→ Task to carry out:
In the answer, each line of the listing should appear again unchanged.
START Supplied material
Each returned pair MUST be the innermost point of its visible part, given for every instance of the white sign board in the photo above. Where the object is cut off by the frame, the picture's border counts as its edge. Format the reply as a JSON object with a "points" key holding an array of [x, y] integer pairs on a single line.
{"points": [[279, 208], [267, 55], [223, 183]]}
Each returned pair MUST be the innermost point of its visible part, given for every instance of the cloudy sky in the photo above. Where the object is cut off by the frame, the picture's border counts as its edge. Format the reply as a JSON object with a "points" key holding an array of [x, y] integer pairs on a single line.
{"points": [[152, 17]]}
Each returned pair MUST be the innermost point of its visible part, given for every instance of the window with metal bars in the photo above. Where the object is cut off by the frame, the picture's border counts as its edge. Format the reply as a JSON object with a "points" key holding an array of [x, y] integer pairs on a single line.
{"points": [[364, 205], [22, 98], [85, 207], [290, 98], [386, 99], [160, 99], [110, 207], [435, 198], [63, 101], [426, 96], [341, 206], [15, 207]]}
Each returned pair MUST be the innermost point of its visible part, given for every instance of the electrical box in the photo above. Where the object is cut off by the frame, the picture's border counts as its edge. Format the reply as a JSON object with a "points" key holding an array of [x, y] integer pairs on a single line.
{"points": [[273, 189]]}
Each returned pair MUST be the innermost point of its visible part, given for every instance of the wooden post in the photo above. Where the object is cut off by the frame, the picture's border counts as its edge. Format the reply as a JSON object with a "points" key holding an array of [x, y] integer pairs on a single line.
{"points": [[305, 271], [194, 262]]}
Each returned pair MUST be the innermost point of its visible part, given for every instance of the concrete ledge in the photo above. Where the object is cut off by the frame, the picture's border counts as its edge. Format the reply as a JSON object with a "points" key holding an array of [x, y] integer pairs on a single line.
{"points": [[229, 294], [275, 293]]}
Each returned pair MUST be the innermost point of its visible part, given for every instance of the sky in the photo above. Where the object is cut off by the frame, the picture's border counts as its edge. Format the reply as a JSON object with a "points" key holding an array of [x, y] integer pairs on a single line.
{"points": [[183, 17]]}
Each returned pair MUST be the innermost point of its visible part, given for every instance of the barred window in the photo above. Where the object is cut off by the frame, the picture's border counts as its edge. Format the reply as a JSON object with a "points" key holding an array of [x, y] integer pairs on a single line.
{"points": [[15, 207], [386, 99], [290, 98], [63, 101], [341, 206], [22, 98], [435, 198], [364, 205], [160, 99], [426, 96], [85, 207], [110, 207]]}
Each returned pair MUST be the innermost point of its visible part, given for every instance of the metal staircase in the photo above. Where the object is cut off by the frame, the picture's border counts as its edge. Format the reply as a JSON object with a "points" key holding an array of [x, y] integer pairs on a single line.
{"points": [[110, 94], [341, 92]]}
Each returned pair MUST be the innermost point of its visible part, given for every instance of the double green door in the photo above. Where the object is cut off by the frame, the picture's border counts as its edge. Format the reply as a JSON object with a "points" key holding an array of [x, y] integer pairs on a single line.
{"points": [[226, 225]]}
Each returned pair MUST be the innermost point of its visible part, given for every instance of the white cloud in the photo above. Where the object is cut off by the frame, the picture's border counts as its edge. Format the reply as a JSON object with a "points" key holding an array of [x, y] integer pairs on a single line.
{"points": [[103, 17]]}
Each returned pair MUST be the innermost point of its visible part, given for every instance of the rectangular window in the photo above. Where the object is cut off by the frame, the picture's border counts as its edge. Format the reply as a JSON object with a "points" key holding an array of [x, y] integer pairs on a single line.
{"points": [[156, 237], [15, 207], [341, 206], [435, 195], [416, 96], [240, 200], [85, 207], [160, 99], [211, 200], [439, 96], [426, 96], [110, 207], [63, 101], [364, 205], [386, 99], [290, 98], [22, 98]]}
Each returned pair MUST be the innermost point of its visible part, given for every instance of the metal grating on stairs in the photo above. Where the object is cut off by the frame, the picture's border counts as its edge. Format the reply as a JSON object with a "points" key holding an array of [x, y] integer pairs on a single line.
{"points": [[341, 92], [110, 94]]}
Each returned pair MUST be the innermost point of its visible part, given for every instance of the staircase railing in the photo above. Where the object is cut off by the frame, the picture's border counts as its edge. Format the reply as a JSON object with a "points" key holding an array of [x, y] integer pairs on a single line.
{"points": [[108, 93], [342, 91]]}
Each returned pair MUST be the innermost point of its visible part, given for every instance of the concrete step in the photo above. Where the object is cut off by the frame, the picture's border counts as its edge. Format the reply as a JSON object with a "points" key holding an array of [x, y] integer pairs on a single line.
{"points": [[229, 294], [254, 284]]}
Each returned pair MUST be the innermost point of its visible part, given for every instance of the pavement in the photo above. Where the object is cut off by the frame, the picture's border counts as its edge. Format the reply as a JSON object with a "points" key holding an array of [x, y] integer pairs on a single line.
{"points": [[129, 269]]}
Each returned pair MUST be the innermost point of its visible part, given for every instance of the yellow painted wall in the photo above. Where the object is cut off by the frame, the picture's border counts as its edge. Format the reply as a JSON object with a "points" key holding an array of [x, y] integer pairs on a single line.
END Supplied material
→ Response for this exercise:
Each returned pair MUST be the innermost point of its visible part, given for every instance of the white sign board in the photo above. Where the object is cut off by the frame, the picture's border counts as its edge. Format the reply as a JSON object with a "points" key holding an array of [x, y] integer pairs on a single line.
{"points": [[279, 208], [267, 55], [223, 183]]}
Each returned pair MUST be the innermost point of its visible part, given for every instance of the cloudy sky in the photo above. Where the object is cut off by the frame, the picture's border counts as its edge. Format the reply as a JSON object with a "points" key holding an array of [x, y] integer pairs on a single line.
{"points": [[152, 17]]}
Each returned pair MUST be the innermost point of its visible part, given for every instance of the window with metal bars in the photo above. Where the object is cut off by the frame, the picture's border counts as its edge. Format the reply as a JSON object with a "points" key holding an array of [x, y] integer pairs on a single line.
{"points": [[364, 205], [22, 98], [85, 207], [290, 98], [386, 99], [160, 99], [110, 207], [435, 198], [63, 101], [426, 96], [341, 206], [15, 207]]}
Each returned pair MUST be the innermost point of its visible part, given for every instance of the electrical box in the photo above. Where the object is cut off by the frame, the picture's border counts as its edge. Format the reply as a JSON object with a "points" key holding an array of [x, y] integer pairs on a single line.
{"points": [[273, 189]]}
Each returned pair MUST be the innermost point of its visible part, given for every instance of the wooden post in the photo above. Where the object is cut off by the frame, the picture's border counts as its edge. Format the reply as a JSON object with a "points" key holding an array of [x, y] integer pairs on a single line.
{"points": [[305, 271], [194, 262]]}
Each returned pair MUST be the innermost point of its visible part, given for every instance of the concrete ledge in the photo above. Where the object is cut off by the frame, the picture's border counts as its edge. Format the reply as a JSON object with a "points" key holding an array of [x, y] integer pairs on a single line.
{"points": [[229, 294], [275, 293]]}
Each returned pair MUST be the innermost point of its visible part, given for every instance of the sky in the photo above. Where the object is cut off by the frame, the picture's border counts as its edge. Format the reply as a JSON object with a "points" key holding an array of [x, y] integer pairs on a single line.
{"points": [[183, 17]]}
Each returned pair MUST be the innermost point of its visible part, given for every instance of the barred window in the photo above. Where the object is cut off by the frame, the picture's border counts as its edge. Format the reply as a JSON object with a "points" key holding an array of [x, y] integer pairs on a single line.
{"points": [[15, 207], [386, 99], [290, 98], [63, 101], [341, 206], [22, 98], [435, 198], [364, 205], [160, 99], [426, 96], [85, 207], [110, 207]]}
Each returned pair MUST be the innermost point of its visible part, given for every instance of the metal staircase in the photo above. Where the object is cut off by the frame, the picture's border counts as its edge. Format the reply as a JSON object with a "points" key holding an array of [x, y] integer pairs on a single line.
{"points": [[110, 94], [341, 92]]}
Each returned pair MUST be the innermost point of its visible part, given for every instance of the double green door in the photo above. Where the object is cut off by the frame, the picture's border counts as its edge. Format the reply as a JSON object with a "points" key holding an array of [x, y] integer pairs on a single line.
{"points": [[226, 225]]}
Each returned pair MUST be the innermost point of its visible part, given for every instance of the white cloud in the photo above. Where the object is cut off by the frame, the picture's border counts as its edge. Format the reply as a JSON object with a "points" key holding an array of [x, y] integer pairs on a single line.
{"points": [[103, 17]]}
Each returned pair MUST be the innermost point of its visible part, given for every instance of the rectangular window in the photo above. Where the object is cut off by the frame, the picture's border counts as its edge. Format the reply as a JSON object with a "points" key holding an array of [x, y] integer pairs on a single line.
{"points": [[156, 237], [15, 207], [341, 206], [435, 195], [416, 96], [240, 200], [85, 207], [160, 99], [211, 200], [439, 96], [426, 96], [110, 207], [63, 101], [364, 205], [386, 99], [290, 98], [22, 98]]}
Each returned pair MUST be the innermost point of its visible part, given for every instance of the metal grating on stairs in the photo above. Where the object is cut off by the frame, the picture's border counts as its edge. Format the reply as a JSON object with a "points" key holding an array of [x, y] integer pairs on a single line.
{"points": [[341, 92], [110, 94]]}
Each returned pair MUST be the innermost point of its visible part, given for every instance of the staircase railing in the photo above. Where the object is cut off by the frame, the picture's border counts as its edge. Format the reply as a JSON object with a "points" key holding an array of [x, y] integer pairs on a single line.
{"points": [[108, 93], [342, 91]]}
Each returned pair MUST be the innermost point of its visible part, given for every instance of the concrete step in the photo above. Where the object is cut off by the frame, the picture's border counts as its edge. Format the reply as a JSON object with a "points" key holding an array of [x, y] integer pairs on a single line.
{"points": [[229, 294], [254, 284]]}
Each returned pair MUST be the innermost point of its visible part, given for every instance of the pavement in the photo above. Where the object is cut off by the frame, the picture's border counts as its edge. Format the reply as a JSON object with a "points" key holding an array of [x, y] integer pairs on a single line.
{"points": [[129, 269]]}
Each returned pair MUST be the innermost point of its visible part, given for every instance of the yellow painted wall in the photo above. Where the object is cut off by the frame, the picture's border counts as its edge. Format the reply as a JSON object with a "points" key holding an array of [x, y] integer pairs on a single line.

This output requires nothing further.